- PROBLEM DESCRIPTION
Reproduce the full listing that appears beneath this instruction exactly.

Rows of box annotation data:
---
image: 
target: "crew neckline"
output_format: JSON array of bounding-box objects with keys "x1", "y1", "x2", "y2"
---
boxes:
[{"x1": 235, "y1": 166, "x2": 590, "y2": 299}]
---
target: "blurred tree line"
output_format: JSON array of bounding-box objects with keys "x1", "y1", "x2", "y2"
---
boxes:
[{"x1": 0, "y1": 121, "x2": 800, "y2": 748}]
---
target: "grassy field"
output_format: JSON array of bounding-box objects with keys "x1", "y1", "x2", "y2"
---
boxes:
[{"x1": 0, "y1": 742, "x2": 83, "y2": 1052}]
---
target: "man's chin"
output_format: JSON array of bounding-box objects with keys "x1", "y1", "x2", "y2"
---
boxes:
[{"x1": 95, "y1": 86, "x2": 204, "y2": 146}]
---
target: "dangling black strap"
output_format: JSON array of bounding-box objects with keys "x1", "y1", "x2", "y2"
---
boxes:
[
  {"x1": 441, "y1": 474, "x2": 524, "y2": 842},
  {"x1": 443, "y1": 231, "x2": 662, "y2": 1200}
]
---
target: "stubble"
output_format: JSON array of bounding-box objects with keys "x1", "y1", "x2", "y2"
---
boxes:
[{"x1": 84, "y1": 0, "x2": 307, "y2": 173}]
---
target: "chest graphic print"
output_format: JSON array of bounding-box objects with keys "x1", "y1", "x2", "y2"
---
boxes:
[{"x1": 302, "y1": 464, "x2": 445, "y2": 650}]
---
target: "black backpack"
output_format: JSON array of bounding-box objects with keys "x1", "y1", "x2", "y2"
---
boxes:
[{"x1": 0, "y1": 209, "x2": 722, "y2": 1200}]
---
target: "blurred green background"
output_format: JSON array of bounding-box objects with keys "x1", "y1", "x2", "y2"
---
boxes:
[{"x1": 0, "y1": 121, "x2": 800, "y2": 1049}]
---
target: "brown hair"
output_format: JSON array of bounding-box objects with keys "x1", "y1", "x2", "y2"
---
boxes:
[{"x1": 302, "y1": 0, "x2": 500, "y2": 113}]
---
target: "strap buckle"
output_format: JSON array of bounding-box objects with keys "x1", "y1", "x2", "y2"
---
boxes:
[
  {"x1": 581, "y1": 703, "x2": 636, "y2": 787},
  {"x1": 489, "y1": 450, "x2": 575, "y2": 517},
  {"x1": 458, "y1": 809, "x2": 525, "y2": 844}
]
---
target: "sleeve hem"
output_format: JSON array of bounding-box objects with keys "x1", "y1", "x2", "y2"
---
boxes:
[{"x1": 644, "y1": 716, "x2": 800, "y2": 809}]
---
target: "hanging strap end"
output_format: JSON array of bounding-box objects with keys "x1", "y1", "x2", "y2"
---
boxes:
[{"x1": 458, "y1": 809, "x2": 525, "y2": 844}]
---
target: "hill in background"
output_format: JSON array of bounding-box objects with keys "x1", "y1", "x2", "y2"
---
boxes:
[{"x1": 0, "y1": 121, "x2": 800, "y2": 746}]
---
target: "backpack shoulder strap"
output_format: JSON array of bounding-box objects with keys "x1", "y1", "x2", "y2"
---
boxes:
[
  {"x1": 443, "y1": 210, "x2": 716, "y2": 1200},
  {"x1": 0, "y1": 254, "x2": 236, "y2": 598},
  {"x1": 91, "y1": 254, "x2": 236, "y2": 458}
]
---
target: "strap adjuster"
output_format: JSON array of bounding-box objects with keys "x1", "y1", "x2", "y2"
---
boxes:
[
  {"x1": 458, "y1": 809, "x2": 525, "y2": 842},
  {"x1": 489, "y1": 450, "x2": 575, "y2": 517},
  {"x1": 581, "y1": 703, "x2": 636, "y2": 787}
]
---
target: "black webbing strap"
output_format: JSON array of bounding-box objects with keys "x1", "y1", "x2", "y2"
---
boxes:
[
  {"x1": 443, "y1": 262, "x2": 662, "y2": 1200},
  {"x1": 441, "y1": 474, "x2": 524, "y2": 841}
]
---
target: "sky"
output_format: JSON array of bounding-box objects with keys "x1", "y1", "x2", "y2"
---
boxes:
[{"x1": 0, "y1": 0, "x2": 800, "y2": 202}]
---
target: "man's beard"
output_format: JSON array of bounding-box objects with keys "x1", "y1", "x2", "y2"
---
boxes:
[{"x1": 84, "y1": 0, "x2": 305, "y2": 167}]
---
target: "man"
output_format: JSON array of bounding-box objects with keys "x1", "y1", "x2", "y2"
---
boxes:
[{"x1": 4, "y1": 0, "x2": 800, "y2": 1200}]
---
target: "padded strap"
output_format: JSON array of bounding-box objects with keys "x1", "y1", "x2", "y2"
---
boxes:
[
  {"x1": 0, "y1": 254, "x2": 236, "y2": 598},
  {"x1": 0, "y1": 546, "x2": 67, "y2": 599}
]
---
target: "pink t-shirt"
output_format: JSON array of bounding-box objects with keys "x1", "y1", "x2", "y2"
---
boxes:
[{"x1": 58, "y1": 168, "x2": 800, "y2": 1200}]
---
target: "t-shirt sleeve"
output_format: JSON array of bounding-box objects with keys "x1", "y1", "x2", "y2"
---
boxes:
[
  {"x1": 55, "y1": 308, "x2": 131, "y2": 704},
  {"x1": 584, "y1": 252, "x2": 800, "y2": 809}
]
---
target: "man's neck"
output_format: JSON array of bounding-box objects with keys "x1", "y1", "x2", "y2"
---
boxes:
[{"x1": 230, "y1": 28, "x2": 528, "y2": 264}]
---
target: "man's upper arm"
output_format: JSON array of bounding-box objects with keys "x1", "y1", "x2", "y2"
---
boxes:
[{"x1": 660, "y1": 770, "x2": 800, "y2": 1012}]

- COMPLETE ANSWER
---
image: 
target: "crew neckline"
output_format: JSON array of bounding-box objects with keys "x1", "y1", "x2", "y2"
---
boxes:
[{"x1": 235, "y1": 166, "x2": 590, "y2": 299}]
---
target: "blurred tree line"
output_format: JSON array of bounding-box objects with keys "x1", "y1", "x2", "y2"
---
boxes:
[{"x1": 0, "y1": 121, "x2": 800, "y2": 748}]
---
target: "grassy field"
output_format: JSON array of bounding-box objects with keys "x1", "y1", "x2", "y2"
---
boxes:
[{"x1": 0, "y1": 742, "x2": 83, "y2": 1052}]
---
target: "man's chin"
output_format: JSON array of bounding-box objects with keys "x1", "y1", "x2", "y2"
---
boxes:
[{"x1": 95, "y1": 86, "x2": 204, "y2": 146}]
---
target: "dangling black strap"
output_format: JSON array of bounding-box objects with keys "x1", "y1", "x2", "y2"
---
boxes:
[
  {"x1": 441, "y1": 474, "x2": 524, "y2": 842},
  {"x1": 443, "y1": 231, "x2": 662, "y2": 1200}
]
---
target: "stubble"
output_format: JSON array of bounding-box objects with keys "x1", "y1", "x2", "y2"
---
boxes:
[{"x1": 84, "y1": 0, "x2": 307, "y2": 173}]
---
target: "chest graphic print"
output_format: JSON array of bounding-box objects with keys "x1", "y1", "x2", "y2"
---
boxes:
[{"x1": 302, "y1": 464, "x2": 445, "y2": 650}]
---
target: "black backpack"
output_format: JSON array of bounding-box objects with keys "x1", "y1", "x2", "y2"
---
boxes:
[{"x1": 0, "y1": 209, "x2": 722, "y2": 1200}]
---
target: "blurred green background"
output_format: JSON array of bounding-box objects with keys "x1", "y1", "x2", "y2"
---
boxes:
[{"x1": 0, "y1": 121, "x2": 800, "y2": 1049}]
---
target: "brown hair"
output_format: JSON array of bounding-box objects with keys "x1", "y1", "x2", "y2"
---
boxes:
[{"x1": 302, "y1": 0, "x2": 500, "y2": 113}]
---
target: "strap buckle"
output_format: JSON array of bounding-box objects with keys "x1", "y1", "x2", "y2"
---
boxes:
[
  {"x1": 581, "y1": 703, "x2": 636, "y2": 787},
  {"x1": 489, "y1": 450, "x2": 575, "y2": 517},
  {"x1": 458, "y1": 809, "x2": 525, "y2": 844}
]
---
target: "sleeve hem"
output_format: JSON array of bounding-box objects with keys "x1", "y1", "x2", "y2"
---
boxes:
[{"x1": 644, "y1": 716, "x2": 800, "y2": 809}]
---
target: "hanging strap end"
output_format: JSON array of bounding-box objects with keys "x1", "y1", "x2", "y2"
---
boxes:
[{"x1": 458, "y1": 809, "x2": 525, "y2": 844}]
---
target: "hill in background"
output_format: JSON array of bounding-box objects with keys "x1", "y1", "x2", "y2"
---
boxes:
[{"x1": 0, "y1": 121, "x2": 800, "y2": 746}]
---
target: "backpack shoulder strap"
output_format: JSON array of bounding-box objects with keys "x1", "y1", "x2", "y2"
---
boxes:
[
  {"x1": 443, "y1": 210, "x2": 716, "y2": 1200},
  {"x1": 0, "y1": 254, "x2": 236, "y2": 598},
  {"x1": 91, "y1": 254, "x2": 236, "y2": 458}
]
---
target: "strap adjuster"
output_format: JSON array of bounding-box objects with keys "x1", "y1", "x2", "y2"
---
boxes:
[
  {"x1": 458, "y1": 809, "x2": 525, "y2": 842},
  {"x1": 489, "y1": 450, "x2": 575, "y2": 517},
  {"x1": 581, "y1": 703, "x2": 636, "y2": 787}
]
---
target: "black webbing strap"
output_format: JSON array of bounding-box objects with keys "x1", "y1", "x2", "y2"
---
boxes:
[
  {"x1": 443, "y1": 262, "x2": 662, "y2": 1200},
  {"x1": 441, "y1": 474, "x2": 524, "y2": 841}
]
---
target: "sky"
output_format: JSON array of bounding-box objects with keys "x1", "y1", "x2", "y2"
---
boxes:
[{"x1": 0, "y1": 0, "x2": 800, "y2": 202}]
---
target: "man's beard"
output_format: JSON array of bounding-box objects with keys "x1", "y1", "x2", "y2"
---
boxes:
[{"x1": 84, "y1": 0, "x2": 305, "y2": 167}]
---
target: "man"
output_format: JSON array of bounding-box objects with keys "x1", "y1", "x2", "y2"
---
boxes:
[{"x1": 4, "y1": 0, "x2": 800, "y2": 1200}]
---
target: "padded strap"
output_format: JSON array of bounding-box objects with keys "x1", "y1", "x2", "y2"
---
boxes:
[
  {"x1": 0, "y1": 254, "x2": 236, "y2": 598},
  {"x1": 0, "y1": 546, "x2": 67, "y2": 599}
]
---
target: "pink t-shirt"
output_format: JSON array of bounding-box objects with keys "x1", "y1", "x2", "y2"
---
boxes:
[{"x1": 58, "y1": 168, "x2": 800, "y2": 1200}]
---
target: "t-shirt sleeve"
output_format: JSON array of bounding-box objects with keys "x1", "y1", "x2", "y2"
---
boxes:
[
  {"x1": 55, "y1": 308, "x2": 131, "y2": 704},
  {"x1": 584, "y1": 252, "x2": 800, "y2": 809}
]
---
target: "man's neck"
output_format: JSON array of bounding-box objects with keys "x1", "y1", "x2", "y2"
---
boxes:
[{"x1": 230, "y1": 28, "x2": 528, "y2": 264}]
---
target: "man's upper arm"
output_format: JSON array of bounding-box objects with keys "x1", "y1", "x2", "y2"
---
boxes:
[{"x1": 660, "y1": 770, "x2": 800, "y2": 1012}]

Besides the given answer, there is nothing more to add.